▶ **Required work**
Among the lines below, keep only those from the one containing "like [663, 641]." through the one containing "like [626, 525].", and reproduce them exactly.

Dataset entries:
>>>

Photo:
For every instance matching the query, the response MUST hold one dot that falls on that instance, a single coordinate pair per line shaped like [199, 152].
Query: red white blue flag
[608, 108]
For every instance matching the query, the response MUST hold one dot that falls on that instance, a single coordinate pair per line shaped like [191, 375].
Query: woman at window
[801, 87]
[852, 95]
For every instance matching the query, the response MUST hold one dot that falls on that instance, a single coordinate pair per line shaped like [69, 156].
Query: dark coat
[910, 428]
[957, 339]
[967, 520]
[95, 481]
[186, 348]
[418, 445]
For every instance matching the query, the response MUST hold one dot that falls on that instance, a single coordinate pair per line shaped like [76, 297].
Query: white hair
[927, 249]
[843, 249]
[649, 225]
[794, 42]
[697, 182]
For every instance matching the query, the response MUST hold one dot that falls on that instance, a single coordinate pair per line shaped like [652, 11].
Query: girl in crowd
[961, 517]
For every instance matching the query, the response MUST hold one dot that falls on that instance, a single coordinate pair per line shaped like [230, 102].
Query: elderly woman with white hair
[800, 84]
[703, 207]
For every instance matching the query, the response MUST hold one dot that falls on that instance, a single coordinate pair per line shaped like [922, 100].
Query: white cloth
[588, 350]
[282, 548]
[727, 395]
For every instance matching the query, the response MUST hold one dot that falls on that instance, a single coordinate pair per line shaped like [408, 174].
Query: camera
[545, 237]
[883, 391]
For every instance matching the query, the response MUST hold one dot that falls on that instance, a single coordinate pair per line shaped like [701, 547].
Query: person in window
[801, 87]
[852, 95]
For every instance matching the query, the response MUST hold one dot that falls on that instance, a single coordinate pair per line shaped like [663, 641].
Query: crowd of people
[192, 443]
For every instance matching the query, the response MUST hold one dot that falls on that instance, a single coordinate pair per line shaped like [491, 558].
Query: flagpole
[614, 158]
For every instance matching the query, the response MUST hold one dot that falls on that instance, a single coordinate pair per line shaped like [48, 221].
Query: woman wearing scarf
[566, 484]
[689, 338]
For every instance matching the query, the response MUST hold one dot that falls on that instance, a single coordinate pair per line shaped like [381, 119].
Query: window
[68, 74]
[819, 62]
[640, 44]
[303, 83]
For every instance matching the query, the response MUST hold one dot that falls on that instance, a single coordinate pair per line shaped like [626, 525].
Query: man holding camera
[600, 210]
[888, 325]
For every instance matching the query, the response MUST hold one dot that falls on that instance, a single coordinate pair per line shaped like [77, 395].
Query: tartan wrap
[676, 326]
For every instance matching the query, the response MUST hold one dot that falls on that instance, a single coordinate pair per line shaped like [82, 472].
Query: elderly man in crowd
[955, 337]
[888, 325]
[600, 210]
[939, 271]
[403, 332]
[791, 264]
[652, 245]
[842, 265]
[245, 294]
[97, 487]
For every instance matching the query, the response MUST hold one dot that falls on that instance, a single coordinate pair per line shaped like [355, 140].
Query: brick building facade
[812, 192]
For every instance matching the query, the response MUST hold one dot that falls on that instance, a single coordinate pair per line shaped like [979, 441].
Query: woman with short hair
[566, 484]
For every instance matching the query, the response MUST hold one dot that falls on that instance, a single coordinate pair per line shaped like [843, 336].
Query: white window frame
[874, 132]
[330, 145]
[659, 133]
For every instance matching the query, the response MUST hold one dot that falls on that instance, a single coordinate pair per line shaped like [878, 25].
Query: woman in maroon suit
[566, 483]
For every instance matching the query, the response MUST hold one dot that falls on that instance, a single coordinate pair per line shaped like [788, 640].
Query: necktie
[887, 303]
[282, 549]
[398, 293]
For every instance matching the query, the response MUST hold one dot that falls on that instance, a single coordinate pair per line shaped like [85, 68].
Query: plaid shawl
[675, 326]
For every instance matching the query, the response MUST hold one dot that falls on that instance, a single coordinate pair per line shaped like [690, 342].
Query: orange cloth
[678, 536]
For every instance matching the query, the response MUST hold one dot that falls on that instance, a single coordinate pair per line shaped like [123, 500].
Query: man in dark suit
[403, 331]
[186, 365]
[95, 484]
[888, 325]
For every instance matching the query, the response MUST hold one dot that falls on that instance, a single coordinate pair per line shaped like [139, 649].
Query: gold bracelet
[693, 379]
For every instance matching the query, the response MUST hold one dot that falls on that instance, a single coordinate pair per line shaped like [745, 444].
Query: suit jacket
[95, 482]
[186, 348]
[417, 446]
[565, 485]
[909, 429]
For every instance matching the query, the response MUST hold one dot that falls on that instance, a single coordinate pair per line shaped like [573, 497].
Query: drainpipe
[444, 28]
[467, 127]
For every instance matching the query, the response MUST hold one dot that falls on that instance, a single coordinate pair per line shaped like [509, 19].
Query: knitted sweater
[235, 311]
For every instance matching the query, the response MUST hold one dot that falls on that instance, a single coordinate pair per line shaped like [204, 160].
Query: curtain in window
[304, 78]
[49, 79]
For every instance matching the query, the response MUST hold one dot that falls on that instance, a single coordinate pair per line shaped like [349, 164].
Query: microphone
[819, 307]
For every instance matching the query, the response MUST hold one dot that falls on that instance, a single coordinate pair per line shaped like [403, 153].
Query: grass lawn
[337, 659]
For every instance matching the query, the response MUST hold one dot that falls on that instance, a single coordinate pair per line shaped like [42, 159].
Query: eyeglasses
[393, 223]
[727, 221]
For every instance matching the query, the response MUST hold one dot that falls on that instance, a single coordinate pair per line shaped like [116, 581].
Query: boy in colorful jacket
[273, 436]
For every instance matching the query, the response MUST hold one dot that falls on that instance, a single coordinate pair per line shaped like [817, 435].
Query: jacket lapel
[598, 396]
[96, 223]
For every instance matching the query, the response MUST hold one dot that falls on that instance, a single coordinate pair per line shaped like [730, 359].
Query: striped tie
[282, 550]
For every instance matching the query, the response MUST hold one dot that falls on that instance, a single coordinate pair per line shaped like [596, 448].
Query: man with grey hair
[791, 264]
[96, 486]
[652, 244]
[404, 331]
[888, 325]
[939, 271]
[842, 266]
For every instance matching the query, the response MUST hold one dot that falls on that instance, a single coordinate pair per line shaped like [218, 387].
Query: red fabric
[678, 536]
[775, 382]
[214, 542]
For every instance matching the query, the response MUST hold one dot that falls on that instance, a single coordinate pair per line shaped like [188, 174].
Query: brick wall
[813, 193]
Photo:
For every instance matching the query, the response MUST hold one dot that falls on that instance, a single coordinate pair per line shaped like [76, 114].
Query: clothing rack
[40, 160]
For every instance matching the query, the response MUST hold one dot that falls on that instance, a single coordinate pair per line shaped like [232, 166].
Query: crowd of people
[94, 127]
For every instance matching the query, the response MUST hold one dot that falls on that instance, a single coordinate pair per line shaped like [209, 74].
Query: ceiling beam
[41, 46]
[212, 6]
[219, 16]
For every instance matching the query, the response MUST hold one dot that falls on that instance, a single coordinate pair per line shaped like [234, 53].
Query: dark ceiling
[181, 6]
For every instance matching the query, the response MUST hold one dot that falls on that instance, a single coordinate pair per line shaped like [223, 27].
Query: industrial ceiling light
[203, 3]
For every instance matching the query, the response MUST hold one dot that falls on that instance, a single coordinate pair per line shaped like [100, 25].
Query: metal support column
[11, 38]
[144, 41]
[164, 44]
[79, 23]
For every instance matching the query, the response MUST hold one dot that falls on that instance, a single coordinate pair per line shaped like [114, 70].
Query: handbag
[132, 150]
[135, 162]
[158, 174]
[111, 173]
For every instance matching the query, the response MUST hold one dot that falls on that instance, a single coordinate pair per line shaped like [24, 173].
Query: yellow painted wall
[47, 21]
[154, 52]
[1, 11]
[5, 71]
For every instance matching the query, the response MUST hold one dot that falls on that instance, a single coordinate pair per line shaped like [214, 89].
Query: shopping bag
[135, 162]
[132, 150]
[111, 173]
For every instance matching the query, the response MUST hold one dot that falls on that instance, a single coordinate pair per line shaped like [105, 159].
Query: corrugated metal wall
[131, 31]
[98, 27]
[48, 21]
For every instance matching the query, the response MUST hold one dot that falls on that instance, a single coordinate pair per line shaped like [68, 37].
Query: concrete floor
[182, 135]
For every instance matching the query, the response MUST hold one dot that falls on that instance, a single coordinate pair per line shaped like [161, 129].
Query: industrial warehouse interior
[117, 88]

<<<

▶ **Result of the exercise**
For every instance matching the query, the response MUST hold one dot that falls on that instance, a single coordinate pair per line shaped like [663, 641].
Query: crowd of people
[192, 443]
For every instance matching the query, the response MUST hold one dot that falls on that instance, a single coordinate pair per line shaped like [491, 558].
Query: flagpole
[614, 158]
For every instance matching the query, the response MUST hold one dot that falls on that instance, a single coordinate pair per line shaped like [48, 221].
Query: woman wearing scarf
[566, 484]
[689, 338]
For every instance matching the query, the response MUST hold one dot that falls on that instance, a single coordinate pair per line shaped like [381, 119].
Query: window
[68, 74]
[819, 62]
[640, 44]
[303, 83]
For every instance matching the query, the response MUST hold one dot that falls on that instance, a single coordinate pair per line shaped like [626, 525].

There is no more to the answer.